[Stored items from a collection]
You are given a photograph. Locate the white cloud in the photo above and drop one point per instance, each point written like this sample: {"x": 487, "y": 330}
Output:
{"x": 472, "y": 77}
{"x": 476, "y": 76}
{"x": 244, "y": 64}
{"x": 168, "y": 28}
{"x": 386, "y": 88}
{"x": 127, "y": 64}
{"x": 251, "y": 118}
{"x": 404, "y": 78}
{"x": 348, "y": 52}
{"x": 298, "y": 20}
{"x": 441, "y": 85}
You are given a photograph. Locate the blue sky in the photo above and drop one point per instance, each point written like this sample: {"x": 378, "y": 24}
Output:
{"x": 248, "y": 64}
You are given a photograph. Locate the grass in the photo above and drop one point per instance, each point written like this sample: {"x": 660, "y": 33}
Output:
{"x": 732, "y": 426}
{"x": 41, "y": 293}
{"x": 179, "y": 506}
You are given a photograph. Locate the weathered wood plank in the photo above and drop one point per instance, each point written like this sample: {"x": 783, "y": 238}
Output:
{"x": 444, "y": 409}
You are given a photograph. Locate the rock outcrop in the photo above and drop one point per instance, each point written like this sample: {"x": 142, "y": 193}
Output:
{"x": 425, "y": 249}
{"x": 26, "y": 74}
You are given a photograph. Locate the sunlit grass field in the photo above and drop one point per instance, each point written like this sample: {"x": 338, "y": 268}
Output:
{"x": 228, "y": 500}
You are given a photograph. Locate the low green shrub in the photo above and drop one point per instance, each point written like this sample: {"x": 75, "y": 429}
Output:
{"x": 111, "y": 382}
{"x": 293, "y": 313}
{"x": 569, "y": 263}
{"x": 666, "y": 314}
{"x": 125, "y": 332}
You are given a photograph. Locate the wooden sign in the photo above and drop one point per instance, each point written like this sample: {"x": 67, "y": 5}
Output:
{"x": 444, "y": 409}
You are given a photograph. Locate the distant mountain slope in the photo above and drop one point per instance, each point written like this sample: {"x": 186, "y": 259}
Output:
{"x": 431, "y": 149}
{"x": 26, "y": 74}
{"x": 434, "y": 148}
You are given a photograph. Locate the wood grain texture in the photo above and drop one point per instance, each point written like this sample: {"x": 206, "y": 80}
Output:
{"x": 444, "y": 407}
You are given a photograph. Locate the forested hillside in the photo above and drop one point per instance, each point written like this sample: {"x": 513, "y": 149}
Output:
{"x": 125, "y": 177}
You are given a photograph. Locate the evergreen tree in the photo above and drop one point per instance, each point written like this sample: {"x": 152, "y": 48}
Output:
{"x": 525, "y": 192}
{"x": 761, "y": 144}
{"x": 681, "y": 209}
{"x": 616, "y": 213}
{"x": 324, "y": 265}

» **Task**:
Reproduce every line of the data verbatim.

» **Result below**:
You are given a photograph. Locate the white cloud in the photo above and drop one point per instance, each point written like this sample: {"x": 487, "y": 330}
Output:
{"x": 472, "y": 77}
{"x": 476, "y": 76}
{"x": 244, "y": 64}
{"x": 168, "y": 28}
{"x": 386, "y": 88}
{"x": 127, "y": 64}
{"x": 251, "y": 118}
{"x": 404, "y": 78}
{"x": 348, "y": 52}
{"x": 298, "y": 20}
{"x": 441, "y": 85}
You are given a photograph. Locate the blue sky in the photo above and drop one point per instance, each point written like this sample: {"x": 378, "y": 24}
Output:
{"x": 248, "y": 64}
You are given a photograph. Locate the grass in the photo above and drop one point per instance, each point written like this sample: {"x": 660, "y": 33}
Output:
{"x": 732, "y": 426}
{"x": 41, "y": 293}
{"x": 179, "y": 506}
You are given a photograph. Locate the weathered wood plank in the photo above and drop one point per instance, each point written like this sample: {"x": 783, "y": 238}
Output:
{"x": 444, "y": 409}
You are given a photograph. Locate the rock outcrop in the photo above and drop one point per instance, each point written like this sample: {"x": 142, "y": 193}
Output:
{"x": 425, "y": 249}
{"x": 26, "y": 74}
You are given a photograph. Locate the sunlit grass field in the photo above and drop one point per instance, each point written like this sample: {"x": 338, "y": 268}
Output:
{"x": 228, "y": 500}
You are given a photograph. Locate the low green shrub in the photo above and drop one point per instance, each point written like this sample: {"x": 75, "y": 429}
Output:
{"x": 111, "y": 382}
{"x": 293, "y": 313}
{"x": 569, "y": 263}
{"x": 666, "y": 314}
{"x": 125, "y": 332}
You are given a photograph. Locate the wooden sign in the photo above and drop one point per instance, each point written like this sample: {"x": 67, "y": 5}
Output:
{"x": 444, "y": 409}
You are given a photograph. Locate the distant mountain slope in the photo above and drop one point per instance, each point written like this sample: {"x": 186, "y": 259}
Output:
{"x": 431, "y": 149}
{"x": 26, "y": 74}
{"x": 434, "y": 148}
You are given a photograph. Locate the wood grain texture in the photo above and drop one point per instance, each point written like this sample: {"x": 206, "y": 80}
Output:
{"x": 444, "y": 407}
You are given a photograph. Locate the forested hillside in the photo above and drop one point per instance, each point written like this sample: {"x": 513, "y": 149}
Output:
{"x": 125, "y": 177}
You are given a photograph. Locate the evergreen tree in the photo above and drop one point per instance, each point written like this sample: {"x": 152, "y": 48}
Output:
{"x": 525, "y": 192}
{"x": 761, "y": 144}
{"x": 681, "y": 209}
{"x": 616, "y": 213}
{"x": 324, "y": 265}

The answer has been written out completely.